-- Work instruction --
Give back, character for character, the line that includes "TARGET = leaf underside" and all lines beneath it in the data.

-- Provided records --
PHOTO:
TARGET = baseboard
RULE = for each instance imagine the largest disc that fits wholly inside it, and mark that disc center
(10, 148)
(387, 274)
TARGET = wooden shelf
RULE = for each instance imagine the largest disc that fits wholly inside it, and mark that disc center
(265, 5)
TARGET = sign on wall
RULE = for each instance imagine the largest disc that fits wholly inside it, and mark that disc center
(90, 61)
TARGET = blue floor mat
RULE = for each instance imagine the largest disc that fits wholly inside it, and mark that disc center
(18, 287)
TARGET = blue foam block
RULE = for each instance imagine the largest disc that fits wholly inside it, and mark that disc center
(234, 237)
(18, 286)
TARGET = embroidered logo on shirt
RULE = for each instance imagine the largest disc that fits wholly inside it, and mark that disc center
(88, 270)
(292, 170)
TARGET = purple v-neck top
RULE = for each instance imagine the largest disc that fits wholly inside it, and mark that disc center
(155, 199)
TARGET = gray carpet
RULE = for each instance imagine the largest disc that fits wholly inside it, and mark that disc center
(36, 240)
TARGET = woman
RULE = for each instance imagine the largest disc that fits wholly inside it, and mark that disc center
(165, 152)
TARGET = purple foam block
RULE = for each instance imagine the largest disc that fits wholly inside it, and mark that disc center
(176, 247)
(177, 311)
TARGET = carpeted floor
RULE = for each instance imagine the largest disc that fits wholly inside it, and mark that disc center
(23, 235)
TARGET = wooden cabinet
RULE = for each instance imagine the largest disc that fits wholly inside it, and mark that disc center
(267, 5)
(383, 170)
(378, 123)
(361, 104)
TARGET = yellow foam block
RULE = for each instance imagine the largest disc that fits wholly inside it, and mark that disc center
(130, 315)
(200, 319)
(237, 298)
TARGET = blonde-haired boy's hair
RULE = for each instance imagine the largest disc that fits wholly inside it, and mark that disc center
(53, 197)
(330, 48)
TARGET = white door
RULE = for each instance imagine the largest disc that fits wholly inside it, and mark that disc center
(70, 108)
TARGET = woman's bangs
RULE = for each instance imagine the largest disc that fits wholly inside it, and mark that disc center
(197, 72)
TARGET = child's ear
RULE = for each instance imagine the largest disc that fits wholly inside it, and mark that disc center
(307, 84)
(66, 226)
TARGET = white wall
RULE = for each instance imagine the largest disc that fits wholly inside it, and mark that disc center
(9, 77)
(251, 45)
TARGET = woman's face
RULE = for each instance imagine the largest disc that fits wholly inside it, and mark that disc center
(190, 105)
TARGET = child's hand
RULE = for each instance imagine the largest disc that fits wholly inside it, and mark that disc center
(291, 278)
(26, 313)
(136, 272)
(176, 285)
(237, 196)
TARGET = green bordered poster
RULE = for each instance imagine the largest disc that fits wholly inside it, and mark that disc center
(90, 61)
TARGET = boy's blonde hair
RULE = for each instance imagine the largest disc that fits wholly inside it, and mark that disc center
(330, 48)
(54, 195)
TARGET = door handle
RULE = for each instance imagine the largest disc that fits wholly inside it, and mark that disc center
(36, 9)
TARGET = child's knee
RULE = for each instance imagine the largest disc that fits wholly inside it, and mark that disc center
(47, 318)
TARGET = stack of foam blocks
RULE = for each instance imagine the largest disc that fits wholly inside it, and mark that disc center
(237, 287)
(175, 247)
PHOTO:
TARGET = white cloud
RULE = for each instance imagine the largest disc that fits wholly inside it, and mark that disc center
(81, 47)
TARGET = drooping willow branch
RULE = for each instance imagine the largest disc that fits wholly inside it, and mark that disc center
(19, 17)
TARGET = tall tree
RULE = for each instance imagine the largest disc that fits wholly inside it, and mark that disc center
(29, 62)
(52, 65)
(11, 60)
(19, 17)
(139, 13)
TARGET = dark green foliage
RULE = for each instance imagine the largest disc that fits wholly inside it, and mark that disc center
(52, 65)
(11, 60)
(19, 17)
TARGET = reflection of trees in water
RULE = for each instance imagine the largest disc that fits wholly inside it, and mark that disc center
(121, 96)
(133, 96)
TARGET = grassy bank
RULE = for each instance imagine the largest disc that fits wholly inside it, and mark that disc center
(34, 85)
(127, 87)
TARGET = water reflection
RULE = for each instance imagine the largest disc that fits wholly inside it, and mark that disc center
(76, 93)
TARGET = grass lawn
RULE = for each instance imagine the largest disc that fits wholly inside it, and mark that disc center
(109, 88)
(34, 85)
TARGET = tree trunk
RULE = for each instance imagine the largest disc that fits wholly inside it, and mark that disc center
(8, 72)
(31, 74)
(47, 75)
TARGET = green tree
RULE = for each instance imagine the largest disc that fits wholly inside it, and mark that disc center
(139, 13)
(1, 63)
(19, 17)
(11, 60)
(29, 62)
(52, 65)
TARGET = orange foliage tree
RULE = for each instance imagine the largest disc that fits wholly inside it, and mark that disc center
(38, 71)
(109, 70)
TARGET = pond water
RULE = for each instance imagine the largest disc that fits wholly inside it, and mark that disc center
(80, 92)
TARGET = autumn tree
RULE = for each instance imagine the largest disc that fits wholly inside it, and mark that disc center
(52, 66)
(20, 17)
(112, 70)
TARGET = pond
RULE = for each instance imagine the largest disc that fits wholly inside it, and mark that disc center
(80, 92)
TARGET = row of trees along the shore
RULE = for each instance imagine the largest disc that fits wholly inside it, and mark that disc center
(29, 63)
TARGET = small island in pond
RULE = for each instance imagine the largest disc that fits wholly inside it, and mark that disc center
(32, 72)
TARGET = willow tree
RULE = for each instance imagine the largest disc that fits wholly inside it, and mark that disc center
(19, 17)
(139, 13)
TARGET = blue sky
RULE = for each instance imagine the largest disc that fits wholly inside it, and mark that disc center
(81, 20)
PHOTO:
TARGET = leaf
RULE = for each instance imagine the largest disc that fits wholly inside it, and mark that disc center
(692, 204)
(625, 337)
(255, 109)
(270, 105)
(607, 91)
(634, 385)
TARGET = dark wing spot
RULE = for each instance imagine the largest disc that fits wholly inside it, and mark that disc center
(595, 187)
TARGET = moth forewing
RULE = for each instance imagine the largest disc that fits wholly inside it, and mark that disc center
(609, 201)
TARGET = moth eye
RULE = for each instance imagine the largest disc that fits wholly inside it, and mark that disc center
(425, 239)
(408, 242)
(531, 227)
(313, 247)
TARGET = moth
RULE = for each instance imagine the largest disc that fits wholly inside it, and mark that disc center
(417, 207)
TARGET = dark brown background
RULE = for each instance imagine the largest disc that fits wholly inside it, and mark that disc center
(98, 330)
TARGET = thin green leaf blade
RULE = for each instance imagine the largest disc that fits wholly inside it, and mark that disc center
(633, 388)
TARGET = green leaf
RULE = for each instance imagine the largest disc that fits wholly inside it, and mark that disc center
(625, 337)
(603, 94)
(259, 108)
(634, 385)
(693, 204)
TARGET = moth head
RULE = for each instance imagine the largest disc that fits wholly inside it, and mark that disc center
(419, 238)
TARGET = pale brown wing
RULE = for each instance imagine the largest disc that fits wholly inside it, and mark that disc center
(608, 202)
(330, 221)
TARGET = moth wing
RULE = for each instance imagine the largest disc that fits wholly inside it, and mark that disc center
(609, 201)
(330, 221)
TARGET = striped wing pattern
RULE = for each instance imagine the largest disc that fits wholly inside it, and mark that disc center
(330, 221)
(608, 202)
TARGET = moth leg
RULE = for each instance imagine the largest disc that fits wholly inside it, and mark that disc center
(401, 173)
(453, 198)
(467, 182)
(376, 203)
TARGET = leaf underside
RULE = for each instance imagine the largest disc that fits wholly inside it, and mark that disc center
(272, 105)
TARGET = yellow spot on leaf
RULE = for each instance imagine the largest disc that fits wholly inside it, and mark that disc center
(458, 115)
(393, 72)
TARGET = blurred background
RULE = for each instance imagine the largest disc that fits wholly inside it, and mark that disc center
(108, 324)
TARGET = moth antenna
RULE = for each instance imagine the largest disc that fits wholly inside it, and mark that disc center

-- Response for this exercise --
TARGET = leaf underside
RULE = for each instance imagine the largest disc that fits wholly inside it, and mark that disc center
(272, 105)
TARGET = yellow spot on leaf
RULE = for each instance imagine the largest disc that fits wholly inside it, and mark that disc center
(458, 115)
(393, 72)
TARGET = blurred background
RULE = for each instance imagine the largest disc that fits wholly inside it, and mark that disc center
(108, 324)
TARGET = moth antenna
RULE = for each instance imagine the largest disc that fits wholly inside it, and mark that disc center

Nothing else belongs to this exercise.